▶ _DATA SECTION_:
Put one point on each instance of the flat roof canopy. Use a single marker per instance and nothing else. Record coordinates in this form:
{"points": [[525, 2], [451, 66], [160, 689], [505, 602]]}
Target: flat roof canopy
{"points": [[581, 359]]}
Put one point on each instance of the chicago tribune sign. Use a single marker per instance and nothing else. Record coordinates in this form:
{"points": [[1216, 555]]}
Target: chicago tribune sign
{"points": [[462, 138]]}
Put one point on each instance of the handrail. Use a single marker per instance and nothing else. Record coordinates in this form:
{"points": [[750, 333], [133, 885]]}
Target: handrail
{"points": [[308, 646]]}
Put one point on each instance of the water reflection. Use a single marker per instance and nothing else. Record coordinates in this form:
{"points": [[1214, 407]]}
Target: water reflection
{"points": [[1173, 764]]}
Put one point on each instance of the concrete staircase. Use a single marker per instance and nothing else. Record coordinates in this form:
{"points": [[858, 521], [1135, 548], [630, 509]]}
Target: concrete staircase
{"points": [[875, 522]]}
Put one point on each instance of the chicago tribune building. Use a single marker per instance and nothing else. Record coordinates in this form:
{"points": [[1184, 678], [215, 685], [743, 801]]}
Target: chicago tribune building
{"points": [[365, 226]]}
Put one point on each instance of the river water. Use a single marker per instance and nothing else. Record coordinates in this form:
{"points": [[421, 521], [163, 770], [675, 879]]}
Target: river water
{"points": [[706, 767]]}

▶ _REQUIRED WORK_:
Copy every one of the entries above, line for line, without changing anything.

▶ _ANSWER FOR THIS EXERCISE_:
Put one point on each instance of the flat roof canopy. Use a single marker per instance and nothing else. Record coordinates in this form:
{"points": [[525, 2], [451, 66], [160, 689], [505, 602]]}
Target: flat roof canopy
{"points": [[581, 359]]}
Put one point on each instance of the chicago tribune sign. Use a single marker per instance and nothing else. Record coordinates in this form:
{"points": [[1216, 555]]}
Target: chicago tribune sign
{"points": [[462, 138]]}
Put one point on each instance of the handrail. Use a single marker per instance and nothing else. Record coordinates in this form:
{"points": [[750, 333], [133, 885]]}
Target: handrail
{"points": [[308, 646]]}
Put one point on each instance of the water reflection. Use a single marker per instance and nothing else. Record coordinates in this form:
{"points": [[1214, 407]]}
Target: water reflection
{"points": [[1173, 764]]}
Put one point on each instance of the concrete staircase. Use a single marker per instance and nothing else. Record coordinates in this form:
{"points": [[858, 521], [1135, 548], [630, 509]]}
Target: concrete staircase
{"points": [[875, 522]]}
Put one point on each instance of the chicago tribune building. Use a single marker per instance and nothing else. Record coordinates in this form:
{"points": [[1184, 678], [215, 685], [743, 801]]}
Target: chicago tribune building
{"points": [[365, 226]]}
Put one point on each instance of the river water. Use a single marker per instance and nothing else. Record coordinates in this form:
{"points": [[421, 521], [163, 770], [675, 879]]}
Target: river water
{"points": [[706, 767]]}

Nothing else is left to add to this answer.